• [REQUIRED ACTION]: Below are records; state how many of their lines hold the word "truck", and give only the figure.

++++

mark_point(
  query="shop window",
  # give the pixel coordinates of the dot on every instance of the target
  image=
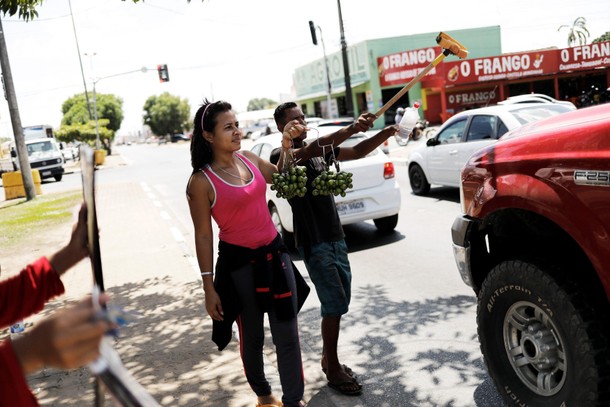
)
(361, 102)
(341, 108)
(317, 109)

++++

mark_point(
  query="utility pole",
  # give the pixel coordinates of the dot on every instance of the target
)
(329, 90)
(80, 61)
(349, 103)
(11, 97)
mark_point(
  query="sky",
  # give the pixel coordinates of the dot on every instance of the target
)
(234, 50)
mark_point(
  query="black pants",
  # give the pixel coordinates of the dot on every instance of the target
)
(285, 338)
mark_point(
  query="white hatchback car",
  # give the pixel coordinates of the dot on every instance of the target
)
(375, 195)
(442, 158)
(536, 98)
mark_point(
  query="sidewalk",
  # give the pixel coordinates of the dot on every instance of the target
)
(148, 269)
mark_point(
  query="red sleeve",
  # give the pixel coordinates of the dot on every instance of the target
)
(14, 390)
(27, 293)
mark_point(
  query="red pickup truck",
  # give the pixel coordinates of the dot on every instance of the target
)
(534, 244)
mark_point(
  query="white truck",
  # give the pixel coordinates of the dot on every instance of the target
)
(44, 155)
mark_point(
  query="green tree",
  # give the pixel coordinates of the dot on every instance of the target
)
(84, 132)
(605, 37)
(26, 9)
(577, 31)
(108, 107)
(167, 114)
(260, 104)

++++

• [REPLY]: 2